• Raw records:
· · · · · · ·

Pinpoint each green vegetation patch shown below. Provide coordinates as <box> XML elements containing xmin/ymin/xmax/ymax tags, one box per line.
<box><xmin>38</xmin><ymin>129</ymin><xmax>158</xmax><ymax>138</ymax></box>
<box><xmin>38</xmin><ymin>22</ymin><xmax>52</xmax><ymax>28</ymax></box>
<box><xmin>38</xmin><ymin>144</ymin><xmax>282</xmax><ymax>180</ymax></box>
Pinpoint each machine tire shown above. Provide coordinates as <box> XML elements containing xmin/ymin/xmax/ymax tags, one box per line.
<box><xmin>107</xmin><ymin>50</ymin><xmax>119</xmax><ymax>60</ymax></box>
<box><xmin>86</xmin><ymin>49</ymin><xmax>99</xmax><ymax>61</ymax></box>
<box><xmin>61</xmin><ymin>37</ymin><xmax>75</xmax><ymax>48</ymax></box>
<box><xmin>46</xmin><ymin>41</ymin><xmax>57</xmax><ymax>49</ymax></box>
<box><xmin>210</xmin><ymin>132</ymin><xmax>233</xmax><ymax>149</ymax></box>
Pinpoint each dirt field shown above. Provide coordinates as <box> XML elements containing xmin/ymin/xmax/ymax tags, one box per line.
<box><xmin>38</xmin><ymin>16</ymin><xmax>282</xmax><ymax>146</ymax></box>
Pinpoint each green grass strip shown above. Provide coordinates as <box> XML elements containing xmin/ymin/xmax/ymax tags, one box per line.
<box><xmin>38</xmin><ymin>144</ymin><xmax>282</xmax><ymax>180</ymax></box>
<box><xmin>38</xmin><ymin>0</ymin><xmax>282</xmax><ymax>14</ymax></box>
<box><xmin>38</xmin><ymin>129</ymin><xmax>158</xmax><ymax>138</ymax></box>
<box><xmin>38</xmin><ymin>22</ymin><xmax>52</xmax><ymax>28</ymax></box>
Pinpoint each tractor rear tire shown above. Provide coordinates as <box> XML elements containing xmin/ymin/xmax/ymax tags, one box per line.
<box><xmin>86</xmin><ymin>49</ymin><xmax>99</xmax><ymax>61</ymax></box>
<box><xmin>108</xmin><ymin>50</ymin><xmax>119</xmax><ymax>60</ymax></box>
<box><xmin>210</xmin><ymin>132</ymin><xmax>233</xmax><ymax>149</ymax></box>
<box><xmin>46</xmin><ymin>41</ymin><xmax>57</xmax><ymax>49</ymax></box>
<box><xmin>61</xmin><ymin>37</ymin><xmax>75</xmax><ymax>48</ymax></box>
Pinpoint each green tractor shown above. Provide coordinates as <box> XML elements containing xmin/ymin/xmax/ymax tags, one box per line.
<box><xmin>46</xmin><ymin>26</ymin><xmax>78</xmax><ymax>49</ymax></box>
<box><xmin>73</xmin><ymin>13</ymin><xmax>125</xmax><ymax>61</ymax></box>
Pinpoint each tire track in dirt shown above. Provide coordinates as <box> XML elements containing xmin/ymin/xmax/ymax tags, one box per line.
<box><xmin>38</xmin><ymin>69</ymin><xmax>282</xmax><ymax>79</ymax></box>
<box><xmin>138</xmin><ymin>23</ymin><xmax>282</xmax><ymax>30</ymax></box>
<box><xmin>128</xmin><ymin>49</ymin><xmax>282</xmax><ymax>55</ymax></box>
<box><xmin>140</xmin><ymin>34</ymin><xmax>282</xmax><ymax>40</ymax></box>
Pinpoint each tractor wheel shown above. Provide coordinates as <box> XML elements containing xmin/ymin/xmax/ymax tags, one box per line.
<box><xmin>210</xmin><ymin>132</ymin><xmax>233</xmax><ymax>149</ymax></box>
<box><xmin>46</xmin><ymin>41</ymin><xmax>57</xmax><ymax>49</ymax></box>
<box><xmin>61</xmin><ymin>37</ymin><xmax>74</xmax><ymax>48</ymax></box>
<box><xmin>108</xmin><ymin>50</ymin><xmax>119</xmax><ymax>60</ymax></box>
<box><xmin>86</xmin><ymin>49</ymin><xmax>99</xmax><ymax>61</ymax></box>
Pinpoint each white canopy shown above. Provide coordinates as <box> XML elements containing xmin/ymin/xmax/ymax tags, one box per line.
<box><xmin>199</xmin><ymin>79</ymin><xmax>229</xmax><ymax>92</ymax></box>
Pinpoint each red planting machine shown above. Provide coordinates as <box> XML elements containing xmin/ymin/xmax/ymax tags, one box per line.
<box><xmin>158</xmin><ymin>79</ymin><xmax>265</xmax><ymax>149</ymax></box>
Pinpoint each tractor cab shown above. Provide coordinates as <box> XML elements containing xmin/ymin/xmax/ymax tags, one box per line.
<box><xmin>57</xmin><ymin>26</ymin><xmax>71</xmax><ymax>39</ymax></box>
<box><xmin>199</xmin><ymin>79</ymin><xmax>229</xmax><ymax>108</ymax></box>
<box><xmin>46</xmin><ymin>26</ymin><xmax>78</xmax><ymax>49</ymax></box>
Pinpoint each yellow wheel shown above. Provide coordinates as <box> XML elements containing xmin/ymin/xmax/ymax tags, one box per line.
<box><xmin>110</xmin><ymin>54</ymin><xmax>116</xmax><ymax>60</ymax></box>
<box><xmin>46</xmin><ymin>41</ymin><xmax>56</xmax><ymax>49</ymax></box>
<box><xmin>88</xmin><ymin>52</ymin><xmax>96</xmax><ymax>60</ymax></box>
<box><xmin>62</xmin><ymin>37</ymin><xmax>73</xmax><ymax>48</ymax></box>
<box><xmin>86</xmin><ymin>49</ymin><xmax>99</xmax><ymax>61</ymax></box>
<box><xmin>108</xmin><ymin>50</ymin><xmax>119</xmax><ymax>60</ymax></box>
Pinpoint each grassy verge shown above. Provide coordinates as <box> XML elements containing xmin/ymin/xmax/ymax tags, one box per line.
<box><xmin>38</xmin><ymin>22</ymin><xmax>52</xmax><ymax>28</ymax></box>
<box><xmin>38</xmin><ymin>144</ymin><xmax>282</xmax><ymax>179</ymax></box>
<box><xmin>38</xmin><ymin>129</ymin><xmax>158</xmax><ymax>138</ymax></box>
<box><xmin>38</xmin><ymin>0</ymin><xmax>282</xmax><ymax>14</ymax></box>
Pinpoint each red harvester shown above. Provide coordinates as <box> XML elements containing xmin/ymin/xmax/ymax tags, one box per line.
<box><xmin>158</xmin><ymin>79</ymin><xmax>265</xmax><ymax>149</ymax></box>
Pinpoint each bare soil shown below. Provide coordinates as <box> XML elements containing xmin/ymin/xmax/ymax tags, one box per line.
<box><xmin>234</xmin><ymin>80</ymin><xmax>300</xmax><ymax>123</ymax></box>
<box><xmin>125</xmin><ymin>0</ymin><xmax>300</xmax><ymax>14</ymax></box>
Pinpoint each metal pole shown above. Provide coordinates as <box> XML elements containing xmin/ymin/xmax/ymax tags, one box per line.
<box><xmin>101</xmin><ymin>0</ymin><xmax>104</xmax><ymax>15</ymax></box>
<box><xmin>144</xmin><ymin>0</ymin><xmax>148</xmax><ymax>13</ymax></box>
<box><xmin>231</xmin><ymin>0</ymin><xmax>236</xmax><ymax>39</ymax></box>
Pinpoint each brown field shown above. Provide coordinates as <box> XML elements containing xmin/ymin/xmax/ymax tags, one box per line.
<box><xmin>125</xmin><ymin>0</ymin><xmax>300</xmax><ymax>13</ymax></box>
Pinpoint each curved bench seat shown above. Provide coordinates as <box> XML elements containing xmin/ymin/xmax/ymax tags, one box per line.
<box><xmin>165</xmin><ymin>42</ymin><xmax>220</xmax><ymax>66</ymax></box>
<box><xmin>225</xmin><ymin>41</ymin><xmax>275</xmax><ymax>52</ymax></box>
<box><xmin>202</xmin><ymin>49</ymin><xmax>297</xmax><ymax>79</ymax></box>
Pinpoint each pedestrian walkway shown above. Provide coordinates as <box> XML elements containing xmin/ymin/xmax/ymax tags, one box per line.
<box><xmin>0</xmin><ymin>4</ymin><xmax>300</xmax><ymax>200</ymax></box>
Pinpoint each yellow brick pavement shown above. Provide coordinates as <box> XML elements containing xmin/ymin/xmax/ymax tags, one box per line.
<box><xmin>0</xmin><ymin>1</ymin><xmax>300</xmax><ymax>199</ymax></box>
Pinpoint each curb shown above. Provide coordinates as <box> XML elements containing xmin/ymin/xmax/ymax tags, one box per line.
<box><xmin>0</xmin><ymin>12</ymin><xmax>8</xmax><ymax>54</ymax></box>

· · · · · · ·

Write out the items above exactly as they appear, covering the stretch from the line that contains "Pinpoint each pedestrian" through the end of the items.

Pinpoint each pedestrian walkway shown above. Provide coordinates as <box> XML elements containing xmin/ymin/xmax/ymax tags, one box per line.
<box><xmin>0</xmin><ymin>4</ymin><xmax>300</xmax><ymax>200</ymax></box>
Pinpoint each yellow brick pavement shown above. Provide coordinates as <box> XML elements containing xmin/ymin/xmax/ymax tags, one box per line.
<box><xmin>0</xmin><ymin>1</ymin><xmax>300</xmax><ymax>199</ymax></box>
Pinpoint each curb shown above. Provide coordinates as <box> XML elements containing xmin/ymin/xmax/ymax tags, one box per line.
<box><xmin>0</xmin><ymin>12</ymin><xmax>8</xmax><ymax>54</ymax></box>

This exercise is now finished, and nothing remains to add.